**Text section**
I have the honor and privilege of serving as the chairman of the Judiciary Subcommittee on Courts, Commercial and Administrative Law, which among other things has jurisdiction over the Administrative Procedures Act. Our subcommittee has spent an enormous amount of time and energy reviewing proposals to refine the manner in which our Federal Government formulates and implements regulations. I have encountered two philosophies on improving our regulatory system. One philosophy is we routinely review and improve regulations, while others advocate that the Federal Government should issue yet more regulations.

It appears to me that the Obama administration has embraced the latter philosophy because red tape has been flying fast and furious during his tenure. His administration has proposed regulations that are expected to exceed $100 million at the rate of 125 every 2 years. Currently, there are 24 major rules in the pipeline for review by the Office of Information and Regulatory Affairs. The results have been telling. During the first 26 months of the Obama administration, our Federal Government has added $40 billion of annual regulatory cost to our economy, and this year the Federal Register already exceeds 40,000 pages.

In the transportation arena, new DOT passenger protection regulations are estimated by the American Aviation Institute to cost $1.7 billion annually. In total, there are 10 new Federal aviation regulations that will cost $4 billion annually. Although they will produce no significant benefit to the traveling public, they certainly and inevitably will be passed along in the form of fees, reduced services, or increased prices.

Since 2008, the combined budget of regulatory agencies has ballooned 16 percent, topping $54 billion. During the same time, employment at the agencies grew 13 percent while our economy only grew by 5 percent and the number of private sector jobs shrunk by 5.6 percent.

**Exercise objective**
In the statement on federal regulation, how many major rules are waiting for review by the Office of Information and Regulatory Affairs?

**Supplied data**
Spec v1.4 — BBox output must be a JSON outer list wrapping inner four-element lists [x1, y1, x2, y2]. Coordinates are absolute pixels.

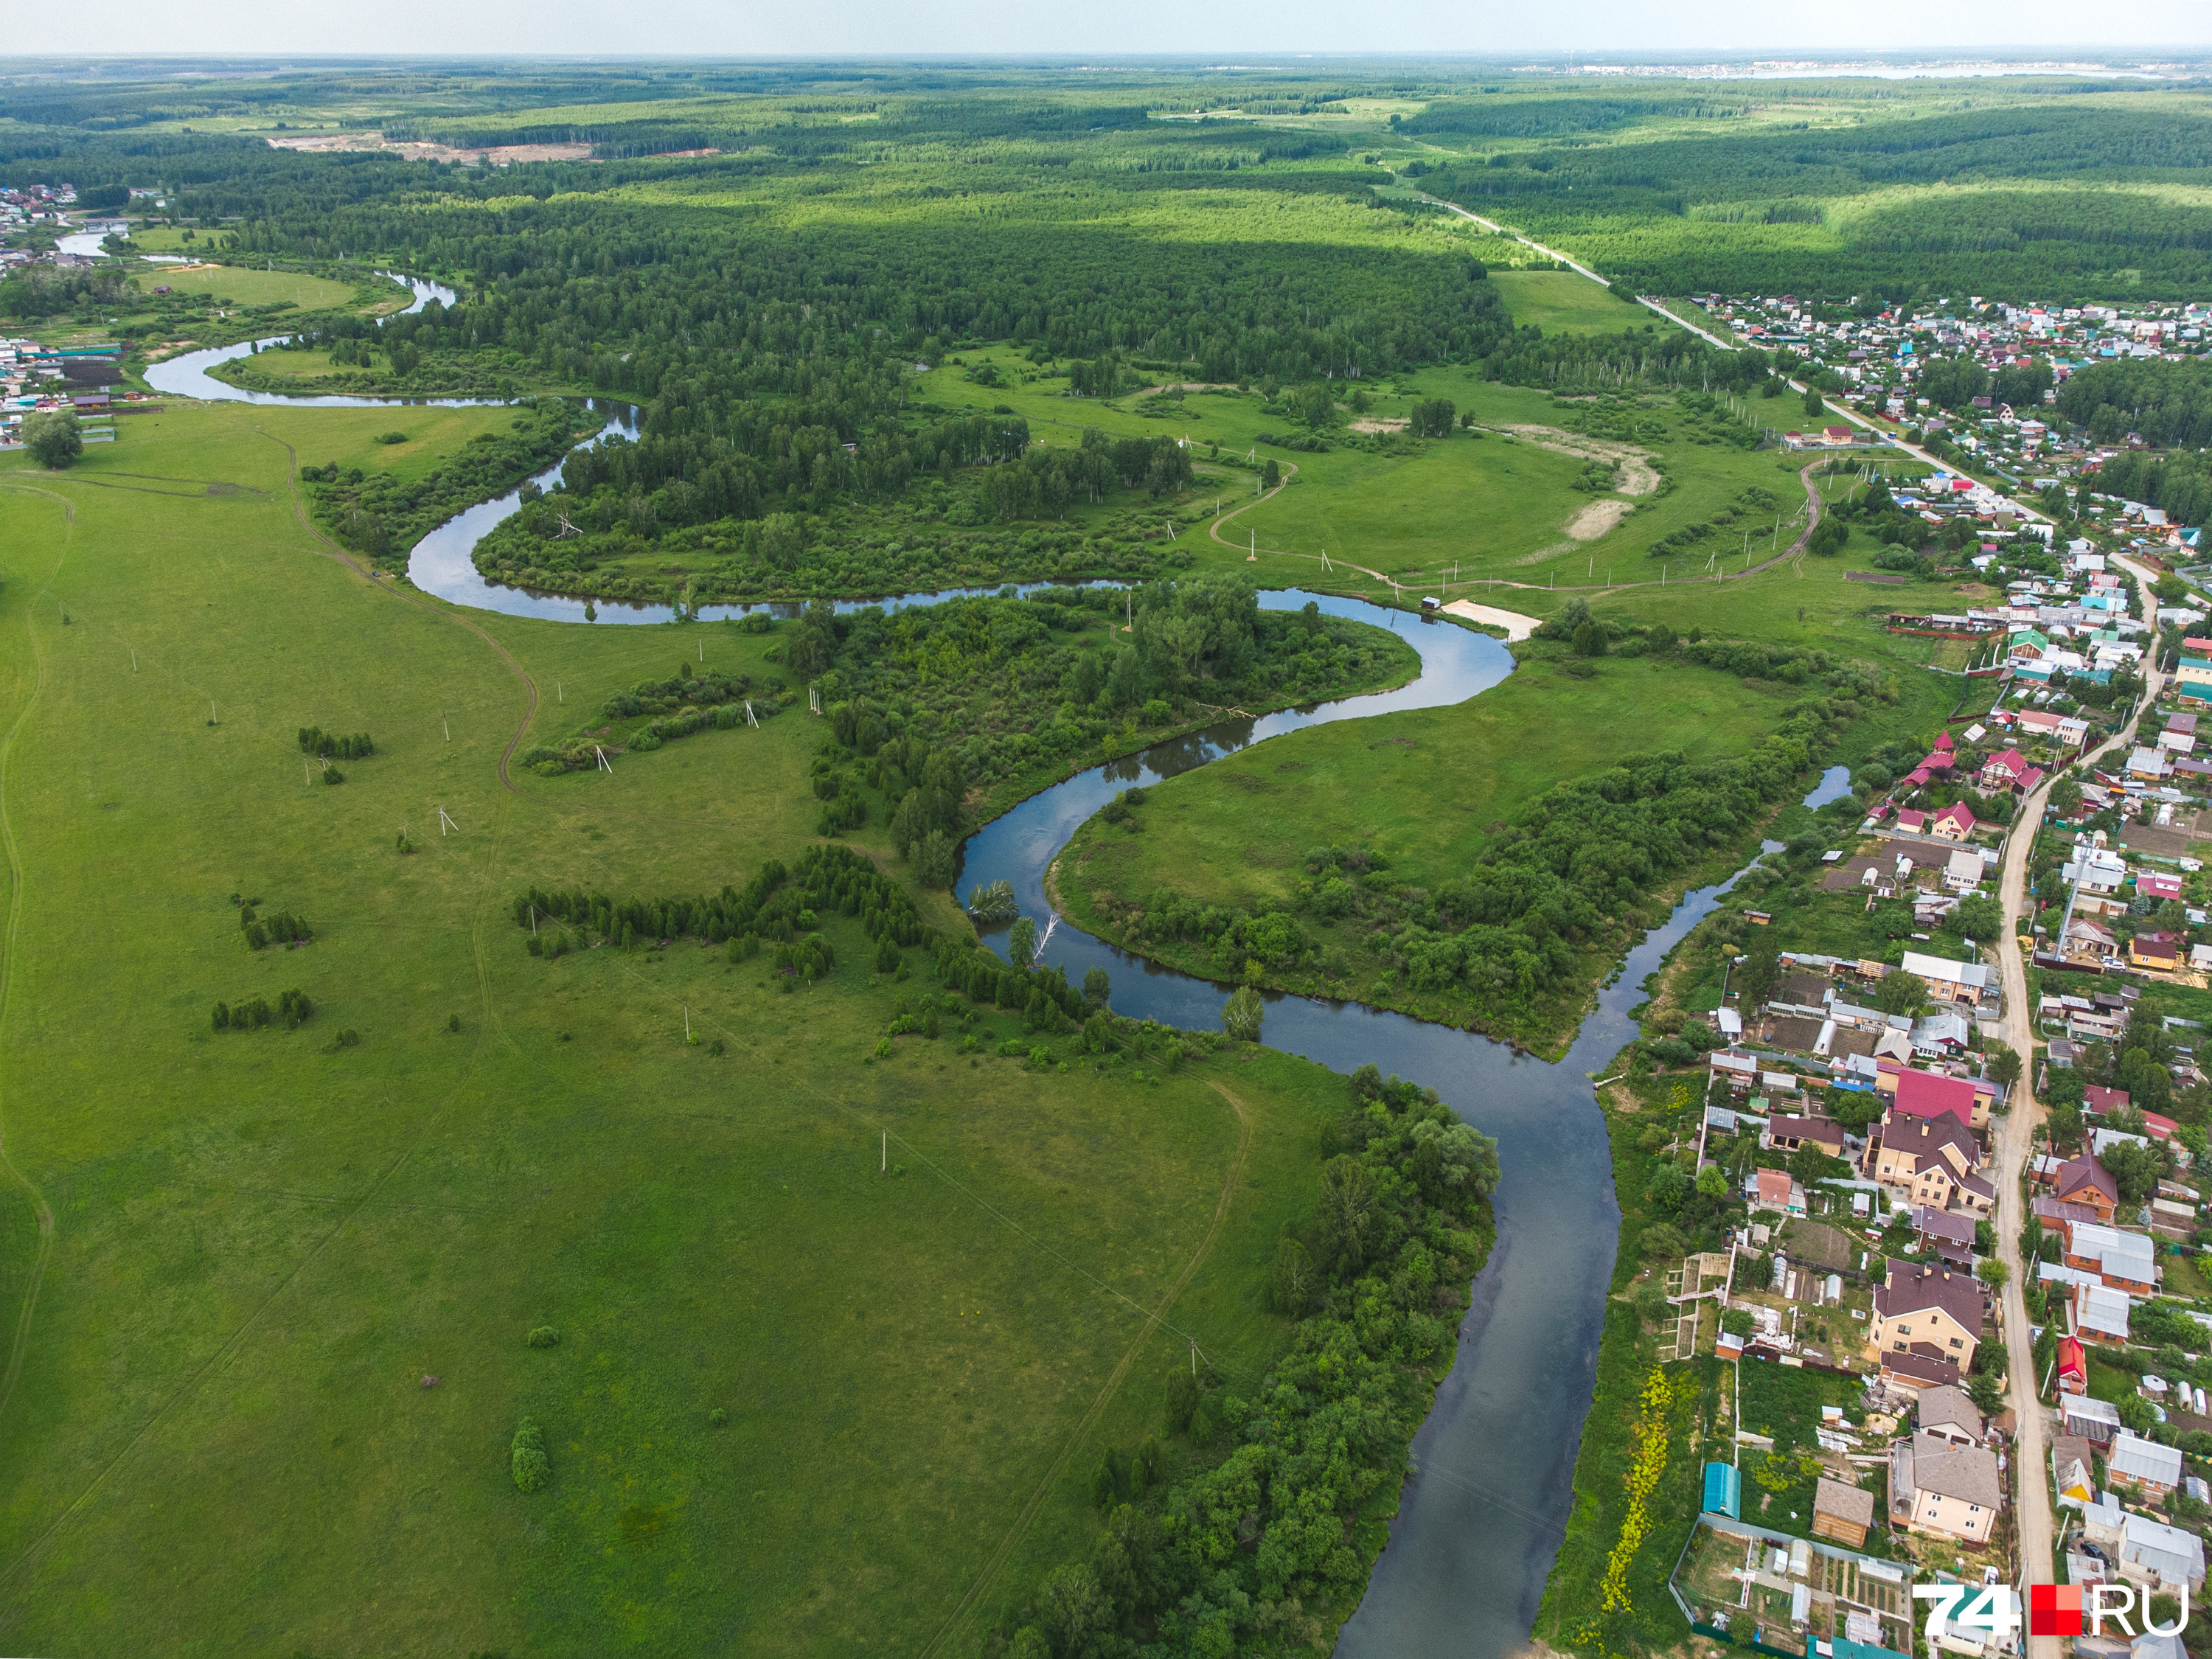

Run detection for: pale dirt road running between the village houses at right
[[1995, 560, 2166, 1659]]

**Response box**
24 major rules.